Objective:
List every line of the rows below that contains the word "hoof", where case counts.

Excerpts of pointing data:
________

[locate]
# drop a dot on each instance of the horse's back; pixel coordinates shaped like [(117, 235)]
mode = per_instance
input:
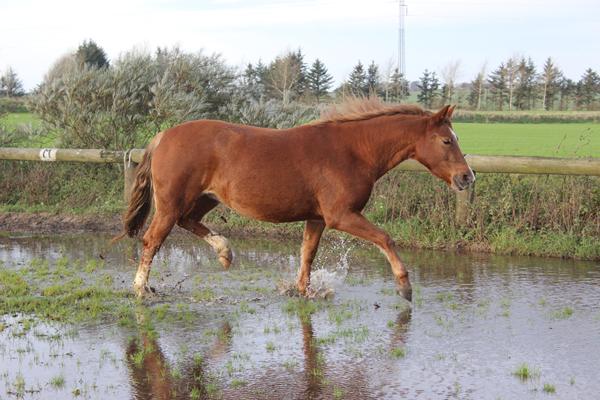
[(265, 174)]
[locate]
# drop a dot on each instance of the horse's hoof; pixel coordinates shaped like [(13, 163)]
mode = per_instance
[(225, 261), (406, 292), (144, 291)]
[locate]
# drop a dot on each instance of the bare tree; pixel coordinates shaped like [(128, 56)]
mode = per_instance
[(512, 70), (283, 75), (477, 88), (449, 75), (10, 84)]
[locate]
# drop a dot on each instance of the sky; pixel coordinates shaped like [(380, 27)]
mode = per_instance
[(475, 33)]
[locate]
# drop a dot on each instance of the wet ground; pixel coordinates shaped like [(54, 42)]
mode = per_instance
[(480, 326)]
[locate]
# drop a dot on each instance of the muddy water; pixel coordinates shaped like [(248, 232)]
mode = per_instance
[(474, 321)]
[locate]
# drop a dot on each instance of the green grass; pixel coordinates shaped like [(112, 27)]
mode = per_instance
[(547, 140), (525, 372), (549, 388)]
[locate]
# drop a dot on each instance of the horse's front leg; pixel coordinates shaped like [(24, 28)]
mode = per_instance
[(356, 224), (310, 243)]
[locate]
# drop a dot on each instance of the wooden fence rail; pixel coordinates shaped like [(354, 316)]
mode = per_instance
[(479, 164)]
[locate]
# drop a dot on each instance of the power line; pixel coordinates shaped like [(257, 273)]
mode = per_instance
[(401, 64)]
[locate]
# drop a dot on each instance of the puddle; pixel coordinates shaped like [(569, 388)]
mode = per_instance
[(211, 333)]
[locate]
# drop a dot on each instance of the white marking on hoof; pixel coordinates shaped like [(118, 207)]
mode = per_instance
[(220, 245)]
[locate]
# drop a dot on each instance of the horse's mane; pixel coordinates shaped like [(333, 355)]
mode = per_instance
[(362, 108)]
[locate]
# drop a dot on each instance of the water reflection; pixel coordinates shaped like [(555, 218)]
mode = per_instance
[(152, 376), (478, 317)]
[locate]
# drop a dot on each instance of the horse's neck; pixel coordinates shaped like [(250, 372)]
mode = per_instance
[(385, 142)]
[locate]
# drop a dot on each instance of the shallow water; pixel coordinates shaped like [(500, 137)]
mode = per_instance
[(474, 320)]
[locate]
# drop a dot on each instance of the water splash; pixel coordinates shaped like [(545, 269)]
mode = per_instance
[(323, 280)]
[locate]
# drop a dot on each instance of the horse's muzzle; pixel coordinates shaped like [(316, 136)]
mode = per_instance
[(464, 180)]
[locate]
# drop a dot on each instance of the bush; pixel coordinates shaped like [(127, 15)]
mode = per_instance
[(13, 105), (526, 116), (122, 106)]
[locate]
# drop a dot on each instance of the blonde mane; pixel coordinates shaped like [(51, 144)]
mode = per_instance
[(358, 109)]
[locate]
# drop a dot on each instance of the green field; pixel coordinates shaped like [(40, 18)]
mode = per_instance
[(526, 139), (549, 140)]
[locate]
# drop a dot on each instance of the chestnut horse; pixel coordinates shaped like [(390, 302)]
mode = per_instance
[(322, 173)]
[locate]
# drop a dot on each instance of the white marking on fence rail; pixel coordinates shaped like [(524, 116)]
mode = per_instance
[(48, 154)]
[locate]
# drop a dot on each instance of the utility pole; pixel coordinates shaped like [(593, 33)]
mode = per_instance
[(401, 65)]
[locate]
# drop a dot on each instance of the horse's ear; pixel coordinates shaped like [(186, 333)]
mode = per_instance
[(450, 112), (441, 116)]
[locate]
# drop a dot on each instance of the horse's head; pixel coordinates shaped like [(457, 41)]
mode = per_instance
[(438, 150)]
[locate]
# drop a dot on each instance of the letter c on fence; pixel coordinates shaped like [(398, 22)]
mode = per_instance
[(48, 154)]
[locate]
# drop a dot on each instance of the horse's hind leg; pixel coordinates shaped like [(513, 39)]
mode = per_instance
[(310, 243), (191, 222), (358, 225), (161, 225)]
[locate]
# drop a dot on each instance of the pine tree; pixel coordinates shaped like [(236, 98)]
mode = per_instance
[(398, 87), (357, 83), (498, 86), (428, 86), (511, 69), (319, 80), (568, 90), (476, 93), (10, 84), (550, 84), (588, 89), (373, 80), (301, 86), (252, 82), (525, 92), (92, 55)]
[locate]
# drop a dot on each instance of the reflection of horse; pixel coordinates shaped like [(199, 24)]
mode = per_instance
[(153, 378), (151, 375), (322, 173)]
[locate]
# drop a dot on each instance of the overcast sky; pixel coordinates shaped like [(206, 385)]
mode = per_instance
[(33, 33)]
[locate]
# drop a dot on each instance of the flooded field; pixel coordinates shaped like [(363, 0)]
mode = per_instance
[(480, 326)]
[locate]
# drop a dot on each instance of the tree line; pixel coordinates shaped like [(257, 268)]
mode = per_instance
[(515, 84)]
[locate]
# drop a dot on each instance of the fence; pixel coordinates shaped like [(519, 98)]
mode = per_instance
[(479, 164)]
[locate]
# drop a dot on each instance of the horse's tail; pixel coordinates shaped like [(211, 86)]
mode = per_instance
[(140, 201)]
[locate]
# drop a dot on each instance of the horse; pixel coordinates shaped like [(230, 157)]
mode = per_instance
[(322, 172)]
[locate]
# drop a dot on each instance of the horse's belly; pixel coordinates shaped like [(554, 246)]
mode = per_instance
[(271, 206)]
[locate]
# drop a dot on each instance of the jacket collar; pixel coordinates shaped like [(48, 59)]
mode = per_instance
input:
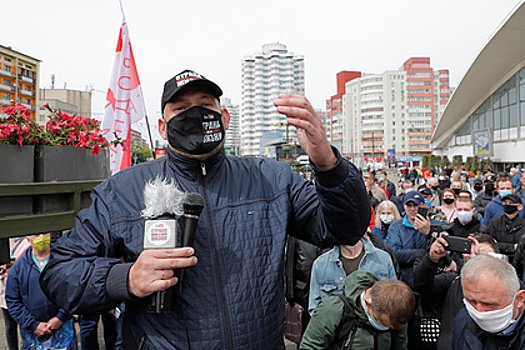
[(368, 247), (191, 168)]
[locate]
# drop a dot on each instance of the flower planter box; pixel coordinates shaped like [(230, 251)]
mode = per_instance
[(62, 163), (17, 166)]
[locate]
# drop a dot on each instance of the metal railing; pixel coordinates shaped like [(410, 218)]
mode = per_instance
[(23, 225)]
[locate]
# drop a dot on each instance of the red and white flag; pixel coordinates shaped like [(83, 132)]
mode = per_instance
[(125, 101)]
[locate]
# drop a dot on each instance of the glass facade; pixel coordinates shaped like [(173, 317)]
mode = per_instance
[(503, 112)]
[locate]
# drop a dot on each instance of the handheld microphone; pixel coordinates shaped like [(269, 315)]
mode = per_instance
[(163, 202), (193, 204)]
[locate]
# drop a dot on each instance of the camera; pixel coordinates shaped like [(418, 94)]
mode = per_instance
[(458, 244)]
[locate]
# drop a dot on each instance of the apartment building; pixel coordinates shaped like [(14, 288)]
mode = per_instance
[(393, 113), (265, 75), (19, 79)]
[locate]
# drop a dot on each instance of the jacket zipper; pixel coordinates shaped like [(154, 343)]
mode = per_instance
[(216, 259)]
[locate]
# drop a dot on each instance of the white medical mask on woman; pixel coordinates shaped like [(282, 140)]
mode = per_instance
[(386, 218), (492, 321), (464, 216)]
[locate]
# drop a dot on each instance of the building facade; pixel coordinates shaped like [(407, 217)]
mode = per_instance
[(388, 117), (72, 102), (19, 79), (232, 144), (265, 75), (486, 114)]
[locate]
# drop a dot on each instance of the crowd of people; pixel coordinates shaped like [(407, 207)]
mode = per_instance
[(437, 224), (432, 262)]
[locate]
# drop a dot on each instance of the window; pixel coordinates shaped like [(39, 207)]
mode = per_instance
[(522, 110), (513, 115)]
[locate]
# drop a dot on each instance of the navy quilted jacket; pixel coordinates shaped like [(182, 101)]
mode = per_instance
[(234, 297)]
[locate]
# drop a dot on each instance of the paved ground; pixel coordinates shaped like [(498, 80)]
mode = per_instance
[(3, 345)]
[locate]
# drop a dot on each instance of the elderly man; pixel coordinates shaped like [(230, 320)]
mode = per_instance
[(493, 318), (436, 279), (382, 309), (508, 228), (232, 295)]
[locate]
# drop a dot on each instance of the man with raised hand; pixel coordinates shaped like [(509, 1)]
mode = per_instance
[(232, 295)]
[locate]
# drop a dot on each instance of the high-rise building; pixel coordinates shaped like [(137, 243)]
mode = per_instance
[(233, 143), (19, 79), (265, 75), (334, 109), (393, 113), (68, 101)]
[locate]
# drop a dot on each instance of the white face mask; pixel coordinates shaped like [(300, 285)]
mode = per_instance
[(386, 218), (492, 321), (464, 216)]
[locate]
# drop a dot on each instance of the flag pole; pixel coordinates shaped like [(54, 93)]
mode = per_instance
[(145, 114)]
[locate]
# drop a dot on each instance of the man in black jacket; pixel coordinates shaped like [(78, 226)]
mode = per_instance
[(486, 197), (466, 222), (508, 228), (443, 289)]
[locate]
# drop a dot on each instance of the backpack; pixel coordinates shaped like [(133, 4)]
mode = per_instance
[(345, 332)]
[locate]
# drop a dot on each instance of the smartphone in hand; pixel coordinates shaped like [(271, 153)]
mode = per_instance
[(458, 244)]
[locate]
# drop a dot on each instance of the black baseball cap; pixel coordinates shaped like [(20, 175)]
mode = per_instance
[(184, 80)]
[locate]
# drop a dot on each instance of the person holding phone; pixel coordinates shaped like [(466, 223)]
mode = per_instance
[(444, 290), (466, 222), (409, 237)]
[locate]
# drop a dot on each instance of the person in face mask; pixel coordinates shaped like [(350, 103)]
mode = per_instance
[(495, 207), (477, 188), (508, 228), (387, 184), (436, 280), (433, 211), (38, 318), (465, 222), (456, 186), (486, 196), (386, 214), (382, 309), (494, 305), (250, 205)]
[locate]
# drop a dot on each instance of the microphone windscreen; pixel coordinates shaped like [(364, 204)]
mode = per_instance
[(193, 204), (162, 197)]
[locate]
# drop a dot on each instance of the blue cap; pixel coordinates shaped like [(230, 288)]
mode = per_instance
[(414, 196)]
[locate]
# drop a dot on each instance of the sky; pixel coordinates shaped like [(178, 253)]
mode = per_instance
[(76, 40)]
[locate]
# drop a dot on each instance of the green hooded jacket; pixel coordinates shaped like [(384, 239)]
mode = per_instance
[(320, 333)]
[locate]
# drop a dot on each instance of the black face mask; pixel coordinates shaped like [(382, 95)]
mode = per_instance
[(196, 131), (449, 200), (510, 209)]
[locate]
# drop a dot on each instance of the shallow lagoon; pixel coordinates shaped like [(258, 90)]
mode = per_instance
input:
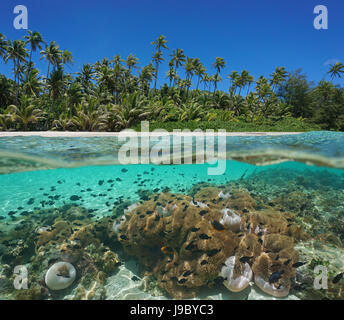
[(82, 194)]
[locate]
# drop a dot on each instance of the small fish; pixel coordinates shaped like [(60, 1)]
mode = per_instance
[(337, 278), (217, 226), (298, 264), (167, 250), (190, 246), (276, 276), (245, 259)]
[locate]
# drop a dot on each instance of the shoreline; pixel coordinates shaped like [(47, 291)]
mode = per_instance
[(76, 134)]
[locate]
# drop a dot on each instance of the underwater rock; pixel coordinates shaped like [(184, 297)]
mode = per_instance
[(279, 291), (60, 276), (237, 276), (117, 225), (232, 221)]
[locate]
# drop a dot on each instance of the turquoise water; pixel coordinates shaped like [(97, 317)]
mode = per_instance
[(97, 187), (299, 174)]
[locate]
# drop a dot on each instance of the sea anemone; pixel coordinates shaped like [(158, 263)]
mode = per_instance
[(117, 225), (279, 291), (236, 277), (232, 221), (60, 276)]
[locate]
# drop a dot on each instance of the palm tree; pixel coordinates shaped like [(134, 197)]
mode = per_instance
[(16, 52), (336, 70), (278, 76), (234, 76), (159, 43), (206, 79), (86, 75), (216, 78), (25, 114), (34, 39), (32, 84), (171, 75), (178, 59), (146, 77), (199, 70), (219, 64), (3, 45), (66, 58), (52, 54), (131, 62)]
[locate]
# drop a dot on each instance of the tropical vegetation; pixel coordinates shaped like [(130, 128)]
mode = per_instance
[(117, 93)]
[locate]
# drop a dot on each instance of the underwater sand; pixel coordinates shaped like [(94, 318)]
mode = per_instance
[(78, 178)]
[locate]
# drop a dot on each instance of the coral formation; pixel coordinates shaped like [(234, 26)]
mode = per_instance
[(60, 276), (64, 249), (186, 242)]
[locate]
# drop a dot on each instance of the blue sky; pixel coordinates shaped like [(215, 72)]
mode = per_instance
[(249, 34)]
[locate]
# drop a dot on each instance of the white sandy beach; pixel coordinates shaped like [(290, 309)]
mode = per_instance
[(53, 134)]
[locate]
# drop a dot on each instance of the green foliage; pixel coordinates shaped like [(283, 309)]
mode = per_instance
[(114, 94)]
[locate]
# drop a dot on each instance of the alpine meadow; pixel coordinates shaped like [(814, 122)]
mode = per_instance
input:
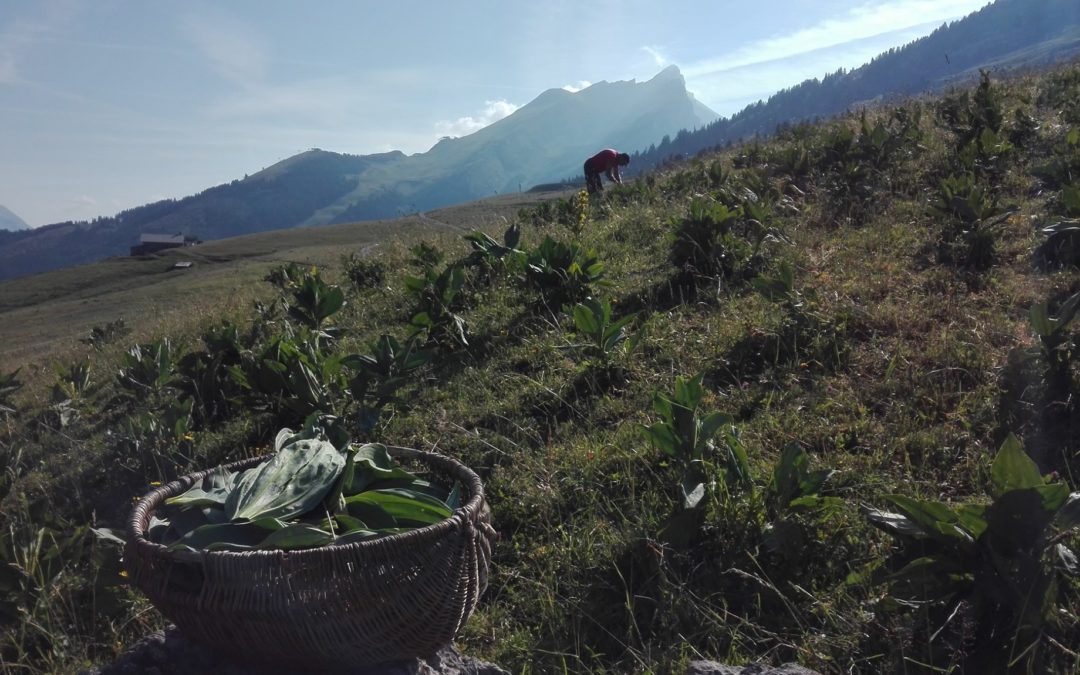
[(807, 399)]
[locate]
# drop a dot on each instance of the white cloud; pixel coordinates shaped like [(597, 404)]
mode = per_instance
[(494, 110), (658, 57), (859, 23)]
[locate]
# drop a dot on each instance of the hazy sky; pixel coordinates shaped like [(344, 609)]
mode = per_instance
[(110, 104)]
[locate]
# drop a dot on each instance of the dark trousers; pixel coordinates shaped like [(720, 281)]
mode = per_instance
[(593, 183)]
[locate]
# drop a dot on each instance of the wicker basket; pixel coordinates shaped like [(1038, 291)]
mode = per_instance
[(391, 598)]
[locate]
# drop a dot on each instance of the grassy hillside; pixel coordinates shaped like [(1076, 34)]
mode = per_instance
[(862, 323), (43, 316)]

________

Written answer:
# drop a dot on each instance of the horse's hoof; pixel coordinates shaped like [(13, 163)]
# drop a dot on each instance of the white marking on hoof; pixel coordinates shaped like [(118, 207)]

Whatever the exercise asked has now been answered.